▶ INSTRUCTIONS FOR THE TASK: Can you reproduce the lines below word for word, leaving out the pictures?

▶ DATASET ENTRIES:
####################
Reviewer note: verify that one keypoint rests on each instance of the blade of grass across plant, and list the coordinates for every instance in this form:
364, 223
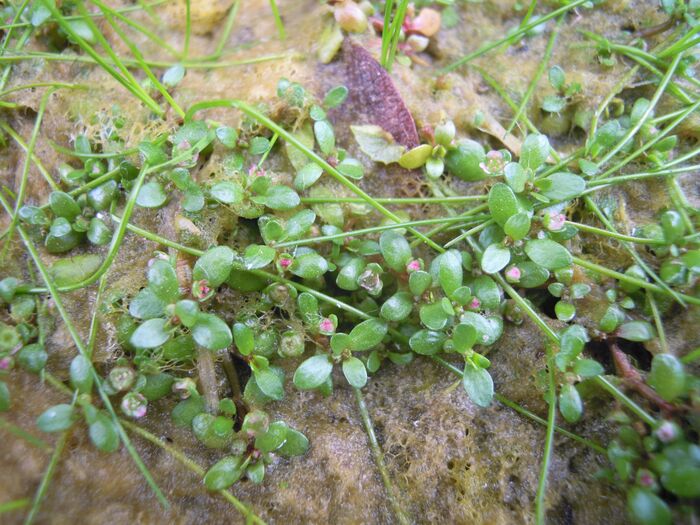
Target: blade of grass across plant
310, 154
47, 477
53, 291
128, 82
399, 511
335, 302
485, 48
25, 171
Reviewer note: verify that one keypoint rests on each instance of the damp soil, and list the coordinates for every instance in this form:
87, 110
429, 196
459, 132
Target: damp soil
451, 462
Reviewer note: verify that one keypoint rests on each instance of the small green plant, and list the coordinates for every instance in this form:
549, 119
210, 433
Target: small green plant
287, 274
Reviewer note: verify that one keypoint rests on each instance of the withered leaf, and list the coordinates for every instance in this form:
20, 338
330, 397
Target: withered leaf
374, 95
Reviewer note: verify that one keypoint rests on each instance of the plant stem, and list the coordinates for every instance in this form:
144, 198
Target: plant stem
629, 279
194, 467
309, 153
540, 506
344, 306
367, 231
13, 505
52, 289
538, 75
378, 455
12, 133
519, 33
207, 379
25, 171
523, 411
23, 434
395, 200
278, 20
188, 29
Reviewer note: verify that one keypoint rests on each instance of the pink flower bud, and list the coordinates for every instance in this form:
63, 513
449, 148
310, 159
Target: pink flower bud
513, 274
326, 325
413, 266
556, 221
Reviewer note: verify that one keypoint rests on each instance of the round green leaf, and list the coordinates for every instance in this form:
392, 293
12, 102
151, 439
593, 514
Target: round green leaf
270, 383
419, 281
395, 250
562, 186
415, 157
564, 311
433, 316
150, 334
313, 372
173, 75
5, 400
307, 176
157, 386
187, 311
517, 226
281, 198
534, 151
367, 334
355, 372
548, 254
667, 376
147, 305
244, 337
450, 271
464, 160
296, 445
464, 337
103, 433
637, 331
214, 266
224, 473
309, 266
495, 258
349, 274
570, 404
63, 205
426, 342
151, 195
502, 203
81, 374
211, 332
478, 384
257, 256
324, 136
588, 368
98, 233
162, 279
227, 192
32, 358
56, 418
397, 307
273, 439
488, 329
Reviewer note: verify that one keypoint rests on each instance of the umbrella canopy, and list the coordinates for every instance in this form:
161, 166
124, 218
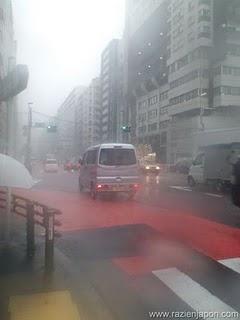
####################
▶ TASK RESULT:
Reviewer note: verify that one keypoint rests on each instance of the blade of grass across plant, and list the coordinates for every instance in this form:
364, 223
Target: blade of grass across plant
310, 154
47, 477
53, 291
128, 82
399, 511
335, 302
485, 48
25, 171
Reviewer note: verify that one keypoint rests on each instance of the damp soil, and list the coordinates for every instance in this form:
87, 110
429, 196
459, 132
Target: damp soil
451, 462
Reviewer note: verify that one keypoint rests on each instance of the small green plant, and list the coordinates for every instance in this form:
549, 119
210, 433
Target: small green plant
287, 274
Reviewer note: verify that one keypoint rests on each instance of the withered leaf, and list the coordinates for every instance in this form:
20, 338
330, 397
Target: withered leaf
374, 95
Reviewer note: verify that one keypoint rests on each instance of the plant stem, and list the coordinates for every instance in this form:
144, 198
Target: plant stem
629, 279
194, 467
309, 153
540, 506
344, 306
367, 231
13, 505
52, 289
538, 75
378, 455
12, 133
519, 33
207, 379
25, 171
523, 411
23, 434
395, 200
278, 20
188, 29
Reviewer note: verify that one keypoint rests on each instance of the pink flower bud, and list the coordinates for every instance in this form:
63, 513
449, 148
310, 159
Target: pink flower bud
513, 274
326, 325
413, 266
556, 221
Reviewer note: verify that one keypoint rests on each instance of the round green leaf, and list the coordinates for every instance in this form:
392, 293
12, 102
151, 439
593, 514
Target: round green leaf
270, 383
419, 281
395, 250
562, 186
415, 157
564, 311
433, 316
150, 334
313, 372
173, 75
5, 400
307, 176
157, 386
187, 311
517, 226
281, 198
534, 151
367, 334
355, 372
548, 254
667, 376
147, 305
244, 337
450, 271
464, 160
296, 445
464, 337
103, 433
637, 331
214, 266
224, 473
309, 266
495, 258
349, 274
570, 404
63, 205
426, 342
151, 195
502, 203
81, 374
211, 332
478, 384
257, 256
324, 136
588, 368
98, 233
162, 279
227, 192
32, 358
56, 418
397, 307
273, 439
488, 329
Reviewer note: verify that one keypoint rests on each instance of the umbrella canopy, and list the coordinates for every instance in this form:
161, 166
124, 218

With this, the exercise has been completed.